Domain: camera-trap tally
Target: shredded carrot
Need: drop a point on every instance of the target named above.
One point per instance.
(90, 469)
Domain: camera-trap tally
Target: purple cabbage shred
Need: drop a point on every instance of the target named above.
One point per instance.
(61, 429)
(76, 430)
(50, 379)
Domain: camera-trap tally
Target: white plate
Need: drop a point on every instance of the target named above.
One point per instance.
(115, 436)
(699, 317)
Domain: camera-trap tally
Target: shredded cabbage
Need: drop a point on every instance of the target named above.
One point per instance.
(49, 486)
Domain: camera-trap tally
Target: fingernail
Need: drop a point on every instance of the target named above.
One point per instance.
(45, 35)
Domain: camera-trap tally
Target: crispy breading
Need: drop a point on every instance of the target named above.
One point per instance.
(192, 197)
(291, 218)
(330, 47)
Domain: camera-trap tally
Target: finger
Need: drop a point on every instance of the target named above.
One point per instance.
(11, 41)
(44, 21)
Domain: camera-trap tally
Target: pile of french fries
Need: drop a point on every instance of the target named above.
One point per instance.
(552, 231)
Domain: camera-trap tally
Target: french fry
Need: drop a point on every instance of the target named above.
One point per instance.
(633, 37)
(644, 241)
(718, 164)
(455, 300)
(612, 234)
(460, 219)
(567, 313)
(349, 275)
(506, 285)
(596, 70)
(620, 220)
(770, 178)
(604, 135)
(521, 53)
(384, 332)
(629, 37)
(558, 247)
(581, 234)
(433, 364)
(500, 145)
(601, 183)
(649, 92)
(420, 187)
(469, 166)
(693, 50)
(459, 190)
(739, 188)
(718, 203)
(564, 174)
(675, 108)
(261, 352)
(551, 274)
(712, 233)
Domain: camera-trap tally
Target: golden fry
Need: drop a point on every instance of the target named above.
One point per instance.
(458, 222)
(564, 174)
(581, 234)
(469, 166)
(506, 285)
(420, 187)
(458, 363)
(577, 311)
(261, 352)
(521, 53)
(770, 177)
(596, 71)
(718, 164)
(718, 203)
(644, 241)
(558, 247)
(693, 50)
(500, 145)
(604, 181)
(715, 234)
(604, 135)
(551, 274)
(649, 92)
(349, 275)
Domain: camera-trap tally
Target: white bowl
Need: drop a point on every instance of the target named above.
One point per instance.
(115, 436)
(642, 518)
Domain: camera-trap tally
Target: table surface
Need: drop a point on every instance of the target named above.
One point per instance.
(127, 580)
+ + + + + + +
* Task
Every entry must be quoted exactly as it appears above.

* The reply
Domain: camera-trap tally
Target: shredded carrot
Need: drop a point on every instance of the target named above.
One point per instance.
(90, 469)
Domain: camera-trap tally
Target: purple cabbage shred
Need: drop a point on every instance of the target named above.
One point per instance.
(61, 429)
(76, 430)
(50, 379)
Domain: camera-trap tally
Target: white plate
Need: drop a point on every instance of the target named above.
One point per instance.
(115, 436)
(699, 317)
Domain: camera-trap tally
Target: shredded cabbage
Need: drop a point on every instance of the target named above.
One point per instance.
(49, 486)
Domain: camera-trap tally
Target: fingernail
Need: drop a point on every instance of the target named above.
One point per instance.
(45, 35)
Domain: camera-trap tally
Target: crispy breading
Need: drop a point on every instance of the target named above.
One point per instance.
(192, 197)
(291, 218)
(330, 47)
Domain: camera-trap tally
Target: finger
Need: drop a point on every instance of the target named above.
One point per instance.
(11, 41)
(44, 21)
Domain: camera-trap tally
Target: pile of french fries
Need: drop a point on every instance of the target named above.
One point per instance.
(552, 231)
Domain: camera-trap tally
Target: french fry
Need: drop a point on every instance of the target named above.
One point per instance.
(633, 37)
(644, 241)
(718, 164)
(455, 300)
(612, 234)
(460, 219)
(567, 313)
(349, 275)
(506, 285)
(596, 70)
(620, 220)
(770, 178)
(604, 135)
(521, 53)
(384, 332)
(629, 37)
(558, 247)
(581, 234)
(433, 364)
(500, 145)
(601, 183)
(649, 92)
(420, 187)
(469, 166)
(693, 50)
(459, 190)
(739, 188)
(718, 203)
(564, 174)
(675, 108)
(261, 352)
(551, 274)
(712, 233)
Domain: camera-trap tally
Target: golden fry
Need: drop a point on every instance of the target named above.
One point per instance.
(458, 222)
(564, 174)
(581, 234)
(469, 166)
(506, 285)
(420, 187)
(458, 363)
(577, 311)
(261, 352)
(521, 53)
(770, 177)
(596, 71)
(718, 164)
(718, 203)
(644, 241)
(558, 247)
(693, 50)
(500, 145)
(604, 181)
(715, 234)
(604, 135)
(551, 274)
(649, 92)
(349, 275)
Domain: camera-trap tally
Target: white bowl
Need: drop a point on every instance of the target named above.
One point per instance.
(115, 436)
(642, 518)
Domain: camera-trap tally
Target: table surface
Need: drop a point on every instance of the target named above.
One point per instance.
(127, 580)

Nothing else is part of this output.